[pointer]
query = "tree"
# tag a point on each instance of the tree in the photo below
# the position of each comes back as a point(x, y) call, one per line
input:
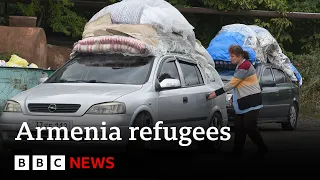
point(57, 14)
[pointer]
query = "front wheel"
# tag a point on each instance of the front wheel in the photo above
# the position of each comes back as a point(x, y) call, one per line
point(291, 124)
point(212, 146)
point(143, 119)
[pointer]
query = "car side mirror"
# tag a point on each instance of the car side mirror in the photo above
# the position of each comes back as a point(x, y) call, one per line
point(43, 79)
point(268, 84)
point(168, 84)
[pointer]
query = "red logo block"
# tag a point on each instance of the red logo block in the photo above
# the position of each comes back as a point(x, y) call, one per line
point(91, 162)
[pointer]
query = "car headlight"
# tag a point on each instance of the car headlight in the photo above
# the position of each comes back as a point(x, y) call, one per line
point(228, 99)
point(12, 106)
point(108, 108)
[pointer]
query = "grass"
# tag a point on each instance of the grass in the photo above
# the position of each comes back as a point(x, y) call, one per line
point(305, 111)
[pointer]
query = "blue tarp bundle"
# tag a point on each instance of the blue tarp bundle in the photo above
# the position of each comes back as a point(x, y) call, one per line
point(296, 72)
point(257, 41)
point(218, 48)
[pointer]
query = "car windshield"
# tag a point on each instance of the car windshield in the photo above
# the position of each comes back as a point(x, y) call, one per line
point(104, 68)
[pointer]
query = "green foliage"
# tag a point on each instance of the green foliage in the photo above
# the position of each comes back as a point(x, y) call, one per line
point(58, 14)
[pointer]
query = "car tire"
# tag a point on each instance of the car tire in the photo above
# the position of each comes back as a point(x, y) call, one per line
point(291, 124)
point(143, 119)
point(212, 146)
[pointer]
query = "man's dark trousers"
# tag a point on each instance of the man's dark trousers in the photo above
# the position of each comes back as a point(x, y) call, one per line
point(246, 124)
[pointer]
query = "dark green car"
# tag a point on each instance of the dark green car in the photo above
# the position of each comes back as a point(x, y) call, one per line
point(280, 96)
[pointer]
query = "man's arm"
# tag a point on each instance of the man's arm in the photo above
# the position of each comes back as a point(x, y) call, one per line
point(227, 87)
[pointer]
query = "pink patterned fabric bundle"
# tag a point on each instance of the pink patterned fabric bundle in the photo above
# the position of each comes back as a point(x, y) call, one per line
point(107, 44)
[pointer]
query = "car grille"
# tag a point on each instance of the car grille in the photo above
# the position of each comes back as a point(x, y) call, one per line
point(59, 108)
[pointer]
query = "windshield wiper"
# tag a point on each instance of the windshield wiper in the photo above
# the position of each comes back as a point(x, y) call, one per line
point(93, 81)
point(78, 81)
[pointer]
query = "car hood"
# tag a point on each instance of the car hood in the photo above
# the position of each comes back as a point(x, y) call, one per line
point(72, 93)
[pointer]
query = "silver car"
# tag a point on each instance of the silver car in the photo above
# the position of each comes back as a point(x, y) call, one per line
point(117, 91)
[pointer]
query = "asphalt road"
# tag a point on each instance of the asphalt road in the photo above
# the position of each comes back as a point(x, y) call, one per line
point(292, 153)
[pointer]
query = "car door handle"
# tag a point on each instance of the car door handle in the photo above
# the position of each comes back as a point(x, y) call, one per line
point(185, 99)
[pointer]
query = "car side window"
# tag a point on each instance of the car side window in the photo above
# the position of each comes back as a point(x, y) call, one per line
point(279, 75)
point(191, 74)
point(169, 71)
point(267, 75)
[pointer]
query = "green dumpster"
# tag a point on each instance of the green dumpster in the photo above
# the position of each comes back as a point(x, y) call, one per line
point(49, 72)
point(14, 80)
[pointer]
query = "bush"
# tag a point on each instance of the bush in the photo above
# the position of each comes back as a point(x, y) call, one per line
point(309, 68)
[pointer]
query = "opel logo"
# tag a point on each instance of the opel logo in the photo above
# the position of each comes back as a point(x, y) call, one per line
point(52, 108)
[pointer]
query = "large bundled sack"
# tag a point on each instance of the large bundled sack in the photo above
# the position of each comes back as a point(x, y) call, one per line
point(156, 23)
point(158, 13)
point(257, 41)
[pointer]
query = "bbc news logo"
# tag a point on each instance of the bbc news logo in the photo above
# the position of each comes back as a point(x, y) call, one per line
point(58, 162)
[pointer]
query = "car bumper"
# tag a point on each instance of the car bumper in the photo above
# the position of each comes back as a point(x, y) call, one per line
point(231, 116)
point(10, 124)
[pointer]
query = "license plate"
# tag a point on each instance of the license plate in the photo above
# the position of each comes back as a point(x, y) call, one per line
point(37, 123)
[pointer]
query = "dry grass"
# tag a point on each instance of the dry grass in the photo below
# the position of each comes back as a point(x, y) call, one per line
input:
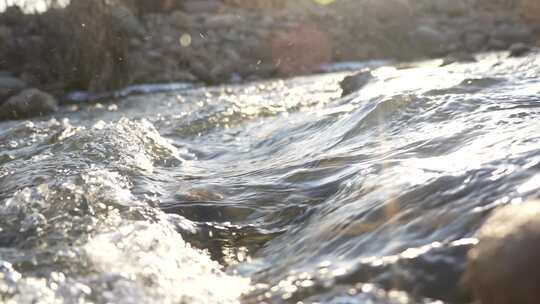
point(83, 48)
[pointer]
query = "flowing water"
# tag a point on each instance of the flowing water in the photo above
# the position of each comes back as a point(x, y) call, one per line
point(278, 191)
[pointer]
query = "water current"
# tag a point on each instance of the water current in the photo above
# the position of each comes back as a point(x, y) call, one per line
point(278, 191)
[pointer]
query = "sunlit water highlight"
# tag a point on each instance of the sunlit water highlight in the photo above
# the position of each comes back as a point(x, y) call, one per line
point(299, 194)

===

Render all the material above as a Markdown table with the columns Row and Line, one row for each line, numbered in order and with blank lines skipped. Omit the pictures from the table.

* **OUTPUT**:
| Row | Line |
|---|---|
| 1 | [pointer] |
| 2 | query = "tree" |
| 3 | # tag a point on each instance of the tree in the photo below |
| 4 | # the position of each comes back as a point(x, y) call, one per line |
| 5 | input: |
| 6 | point(57, 14) |
| 7 | [pointer] |
| 8 | query = "front wheel" |
| 9 | # tag a point on each instance of the front wheel in the photo above |
| 10 | # the position of each comes back as a point(x, y) call, one per line |
| 11 | point(291, 124) |
| 12 | point(212, 146) |
| 13 | point(143, 119) |
| 14 | [pointer] |
| 15 | query = "car side mirror" |
| 16 | # tag a point on each instance of the car side mirror in the photo above |
| 17 | # the position of each comes back as a point(x, y) call, one per line |
| 18 | point(43, 79) |
| 19 | point(268, 84) |
| 20 | point(168, 84) |
| 21 | [pointer] |
| 22 | query = "red logo block" |
| 23 | # tag a point on each instance of the red logo block in the photo above |
| 24 | # the position of each comes back as a point(x, y) call, one per line |
| 25 | point(91, 162) |
| 26 | [pointer] |
| 27 | query = "car headlight" |
| 28 | # tag a point on each instance of the car headlight in the photo above |
| 29 | # the position of each comes back as a point(x, y) call, one per line |
| 30 | point(228, 99) |
| 31 | point(12, 106) |
| 32 | point(108, 108) |
| 33 | [pointer] |
| 34 | query = "grass" |
| 35 | # tag a point on each instance of the grass in the photo above |
| 36 | # the position of each comes back as a point(x, y) call, one per line |
| 37 | point(305, 111) |
| 38 | [pointer] |
| 39 | query = "blue tarp bundle" |
| 40 | # tag a point on each instance of the blue tarp bundle in the photo above |
| 41 | # the position of each comes back as a point(x, y) call, one per line |
| 42 | point(296, 72) |
| 43 | point(257, 41) |
| 44 | point(218, 48) |
| 45 | [pointer] |
| 46 | query = "car windshield" |
| 47 | # tag a point on each instance of the car windshield in the photo above |
| 48 | # the position of each comes back as a point(x, y) call, one per line |
| 49 | point(104, 68) |
| 50 | [pointer] |
| 51 | query = "green foliage" |
| 52 | # tag a point on each instance of the green foliage in the photo above |
| 53 | # the position of each comes back as a point(x, y) call, one per line |
| 54 | point(58, 14) |
| 55 | [pointer] |
| 56 | query = "car tire" |
| 57 | # tag a point on each instance of the car tire in the photo above |
| 58 | # the position of each comes back as a point(x, y) call, one per line |
| 59 | point(291, 124) |
| 60 | point(143, 119) |
| 61 | point(212, 146) |
| 62 | [pointer] |
| 63 | query = "man's dark trousers" |
| 64 | # tag a point on each instance of the man's dark trousers in the photo above |
| 65 | # the position of each comes back as a point(x, y) call, one per line |
| 66 | point(246, 124) |
| 67 | [pointer] |
| 68 | query = "dark green car" |
| 69 | # tag a point on each instance of the dark green car in the photo above |
| 70 | # the position of each comes back as a point(x, y) call, one per line |
| 71 | point(280, 96) |
| 72 | [pointer] |
| 73 | query = "man's arm" |
| 74 | # tag a point on each instance of the man's arm in the photo above |
| 75 | # the position of each comes back as a point(x, y) call, one per line |
| 76 | point(227, 87) |
| 77 | [pointer] |
| 78 | query = "pink patterned fabric bundle" |
| 79 | # tag a point on each instance of the pink patterned fabric bundle in the photo above |
| 80 | # the position of each comes back as a point(x, y) call, one per line |
| 81 | point(107, 44) |
| 82 | [pointer] |
| 83 | query = "car grille" |
| 84 | # tag a point on each instance of the car grille in the photo above |
| 85 | # the position of each comes back as a point(x, y) call, one per line |
| 86 | point(59, 108) |
| 87 | [pointer] |
| 88 | query = "windshield wiper" |
| 89 | # tag a point on each instance of the windshield wiper in the photo above |
| 90 | # the position of each comes back as a point(x, y) call, one per line |
| 91 | point(93, 81) |
| 92 | point(78, 81) |
| 93 | [pointer] |
| 94 | query = "car hood" |
| 95 | # tag a point on each instance of the car hood in the photo above |
| 96 | # the position of each comes back as a point(x, y) call, one per line |
| 97 | point(72, 93) |
| 98 | [pointer] |
| 99 | query = "silver car" |
| 100 | # tag a point on each instance of the silver car in the photo above |
| 101 | # the position of each comes back as a point(x, y) call, one per line |
| 102 | point(117, 91) |
| 103 | [pointer] |
| 104 | query = "asphalt road" |
| 105 | # tag a point on each instance of the asphalt road in the photo above |
| 106 | # the position of each comes back as a point(x, y) call, one per line |
| 107 | point(292, 153) |
| 108 | [pointer] |
| 109 | query = "car door handle" |
| 110 | # tag a point on each instance of the car door handle in the photo above |
| 111 | # the position of each comes back as a point(x, y) call, one per line |
| 112 | point(185, 99) |
| 113 | [pointer] |
| 114 | query = "car side window" |
| 115 | # tag a point on each instance of the car side window in the photo above |
| 116 | # the position of each comes back as a point(x, y) call, one per line |
| 117 | point(279, 75) |
| 118 | point(191, 74) |
| 119 | point(169, 71) |
| 120 | point(267, 75) |
| 121 | [pointer] |
| 122 | query = "green dumpster" |
| 123 | # tag a point on each instance of the green dumpster in the photo above |
| 124 | # the position of each comes back as a point(x, y) call, one per line |
| 125 | point(49, 72) |
| 126 | point(14, 80) |
| 127 | [pointer] |
| 128 | query = "bush" |
| 129 | # tag a point on each instance of the bush in the photo above |
| 130 | # the position of each comes back as a point(x, y) call, one per line |
| 131 | point(309, 68) |
| 132 | [pointer] |
| 133 | query = "opel logo" |
| 134 | # tag a point on each instance of the opel logo in the photo above |
| 135 | # the position of each comes back as a point(x, y) call, one per line |
| 136 | point(52, 108) |
| 137 | [pointer] |
| 138 | query = "large bundled sack" |
| 139 | # tag a point on each instance of the large bundled sack in the photo above |
| 140 | # the position of each comes back as a point(x, y) call, one per line |
| 141 | point(156, 23) |
| 142 | point(158, 13) |
| 143 | point(257, 41) |
| 144 | [pointer] |
| 145 | query = "bbc news logo" |
| 146 | # tag a point on each instance of the bbc news logo in the photo above |
| 147 | # the position of each comes back as a point(x, y) call, one per line |
| 148 | point(58, 162) |
| 149 | [pointer] |
| 150 | query = "car bumper" |
| 151 | # tag a point on each instance of the car bumper in the photo above |
| 152 | # the position of each comes back as a point(x, y) call, one per line |
| 153 | point(231, 116) |
| 154 | point(10, 124) |
| 155 | [pointer] |
| 156 | query = "license plate" |
| 157 | # tag a point on each instance of the license plate in the photo above |
| 158 | # the position of each comes back as a point(x, y) call, one per line |
| 159 | point(37, 123) |
| 160 | [pointer] |
| 161 | query = "dry grass" |
| 162 | # tag a point on each instance of the dry grass in the photo below |
| 163 | # the position of each comes back as a point(x, y) call, one per line |
| 164 | input: |
| 165 | point(83, 48) |
| 166 | [pointer] |
| 167 | query = "flowing water" |
| 168 | # tag a point on each instance of the flowing water in the photo above |
| 169 | # the position of each comes back as a point(x, y) call, one per line |
| 170 | point(278, 191) |
| 171 | [pointer] |
| 172 | query = "water current" |
| 173 | # tag a point on each instance of the water current in the photo above |
| 174 | # the position of each comes back as a point(x, y) call, one per line |
| 175 | point(278, 191) |
| 176 | [pointer] |
| 177 | query = "sunlit water highlight" |
| 178 | # tag a point on each instance of the sunlit water highlight in the photo above |
| 179 | # the position of each comes back as a point(x, y) call, one per line |
| 180 | point(299, 194) |